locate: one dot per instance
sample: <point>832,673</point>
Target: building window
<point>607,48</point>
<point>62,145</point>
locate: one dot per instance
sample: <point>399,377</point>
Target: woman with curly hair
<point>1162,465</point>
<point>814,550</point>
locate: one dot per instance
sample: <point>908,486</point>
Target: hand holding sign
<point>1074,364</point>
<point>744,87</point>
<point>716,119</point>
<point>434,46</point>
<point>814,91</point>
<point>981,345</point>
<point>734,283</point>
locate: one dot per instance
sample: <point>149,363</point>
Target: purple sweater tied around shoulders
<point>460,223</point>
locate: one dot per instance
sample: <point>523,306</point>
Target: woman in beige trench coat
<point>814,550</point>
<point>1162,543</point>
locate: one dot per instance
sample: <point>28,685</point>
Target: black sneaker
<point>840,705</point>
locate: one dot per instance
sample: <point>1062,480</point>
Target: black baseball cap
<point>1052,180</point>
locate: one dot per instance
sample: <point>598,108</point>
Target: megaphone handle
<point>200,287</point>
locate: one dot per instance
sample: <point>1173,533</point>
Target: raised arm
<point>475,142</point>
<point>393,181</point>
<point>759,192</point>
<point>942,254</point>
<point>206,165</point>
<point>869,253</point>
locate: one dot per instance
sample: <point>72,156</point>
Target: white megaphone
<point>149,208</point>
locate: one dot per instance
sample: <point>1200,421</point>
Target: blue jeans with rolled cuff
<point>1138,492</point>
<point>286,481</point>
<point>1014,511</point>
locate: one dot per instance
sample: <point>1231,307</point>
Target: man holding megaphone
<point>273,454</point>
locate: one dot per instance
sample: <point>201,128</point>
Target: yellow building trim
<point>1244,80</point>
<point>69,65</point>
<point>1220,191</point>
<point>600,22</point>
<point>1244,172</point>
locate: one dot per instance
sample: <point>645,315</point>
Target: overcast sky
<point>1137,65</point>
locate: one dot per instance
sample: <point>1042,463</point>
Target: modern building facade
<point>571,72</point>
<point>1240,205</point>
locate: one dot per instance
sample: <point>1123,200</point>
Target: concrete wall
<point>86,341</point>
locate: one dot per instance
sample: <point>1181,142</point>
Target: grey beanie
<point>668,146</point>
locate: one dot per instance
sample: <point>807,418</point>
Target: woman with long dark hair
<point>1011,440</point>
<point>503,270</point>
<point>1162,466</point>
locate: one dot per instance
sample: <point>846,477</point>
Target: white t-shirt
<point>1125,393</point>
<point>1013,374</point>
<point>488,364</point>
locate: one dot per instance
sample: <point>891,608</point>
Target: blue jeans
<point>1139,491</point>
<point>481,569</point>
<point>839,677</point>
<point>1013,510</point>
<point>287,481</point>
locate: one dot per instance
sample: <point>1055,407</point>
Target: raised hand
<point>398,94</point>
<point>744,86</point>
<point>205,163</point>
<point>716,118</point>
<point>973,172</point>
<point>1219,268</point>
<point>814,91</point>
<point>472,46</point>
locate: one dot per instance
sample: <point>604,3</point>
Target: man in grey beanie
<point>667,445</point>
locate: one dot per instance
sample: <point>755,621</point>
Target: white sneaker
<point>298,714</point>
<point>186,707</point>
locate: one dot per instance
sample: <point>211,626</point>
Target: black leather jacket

=-=-=-=-=

Assigned task. Each entry above needs to be output exactly.

Solution to the problem.
locate: one dot per instance
sample: <point>832,673</point>
Target: building window
<point>607,48</point>
<point>62,145</point>
locate: one dot per instance
sample: <point>399,377</point>
Target: woman with curly hair
<point>1162,465</point>
<point>814,550</point>
locate: one dot per instance
sample: <point>908,486</point>
Target: hand holding sign
<point>1074,364</point>
<point>744,87</point>
<point>716,119</point>
<point>434,46</point>
<point>814,91</point>
<point>981,345</point>
<point>734,283</point>
locate: one dot per instance
sample: <point>149,363</point>
Target: purple sweater tied around shoulders
<point>460,223</point>
locate: one dot per instance
sample: <point>523,306</point>
Target: woman in beige trench coat
<point>814,550</point>
<point>1162,543</point>
locate: one dot per instance
sample: <point>28,685</point>
Target: black sneaker
<point>840,705</point>
locate: one dot per instance
sample: <point>1062,480</point>
Target: black baseball cap
<point>1052,180</point>
locate: one dot per instance
sample: <point>598,108</point>
Target: megaphone handle
<point>200,287</point>
locate: one dot per instance
sample: <point>1173,533</point>
Target: raised arm
<point>475,142</point>
<point>393,181</point>
<point>759,192</point>
<point>942,254</point>
<point>206,165</point>
<point>869,253</point>
locate: one dot per instance
sample: <point>72,156</point>
Target: white megaphone
<point>149,208</point>
locate: one dot per instance
sample: <point>1200,421</point>
Target: blue jeans with rolled cuff
<point>1138,492</point>
<point>286,481</point>
<point>1014,511</point>
locate: one dot per instance
sample: <point>1231,307</point>
Target: man holding megaphone
<point>273,454</point>
locate: one dot per instance
sample: <point>201,128</point>
Target: yellow building trim
<point>1244,80</point>
<point>69,65</point>
<point>1220,191</point>
<point>600,22</point>
<point>1244,172</point>
locate: one dot per instance
sample: <point>645,315</point>
Target: overcast sky
<point>1137,65</point>
locate: one dot per instance
sample: <point>1042,463</point>
Target: modern building facade
<point>571,72</point>
<point>1240,205</point>
locate: one dot per instance
sample: <point>1123,200</point>
Target: concrete wall
<point>86,341</point>
locate: one dot per instance
sample: <point>1181,142</point>
Target: grey beanie
<point>668,146</point>
locate: one dot per instance
sample: <point>807,418</point>
Target: woman with long dark hair
<point>1011,440</point>
<point>503,270</point>
<point>1162,466</point>
locate: one dot per instance
sample: <point>846,477</point>
Target: white t-shirt
<point>1125,393</point>
<point>1013,374</point>
<point>488,364</point>
locate: one dot per instance
sample: <point>891,608</point>
Target: blue jeans
<point>1139,491</point>
<point>481,569</point>
<point>839,677</point>
<point>1013,510</point>
<point>287,481</point>
locate: one dot per instance
sample: <point>1055,407</point>
Target: raised hand
<point>398,94</point>
<point>744,86</point>
<point>205,163</point>
<point>716,118</point>
<point>973,172</point>
<point>1219,268</point>
<point>814,91</point>
<point>472,46</point>
locate: one dot per instance
sample: <point>604,3</point>
Target: man in grey beanie
<point>667,445</point>
locate: one dot per instance
sample: <point>755,621</point>
Target: white sneaker
<point>298,714</point>
<point>186,707</point>
locate: one dot per instance
sample: <point>211,626</point>
Target: black leather jacket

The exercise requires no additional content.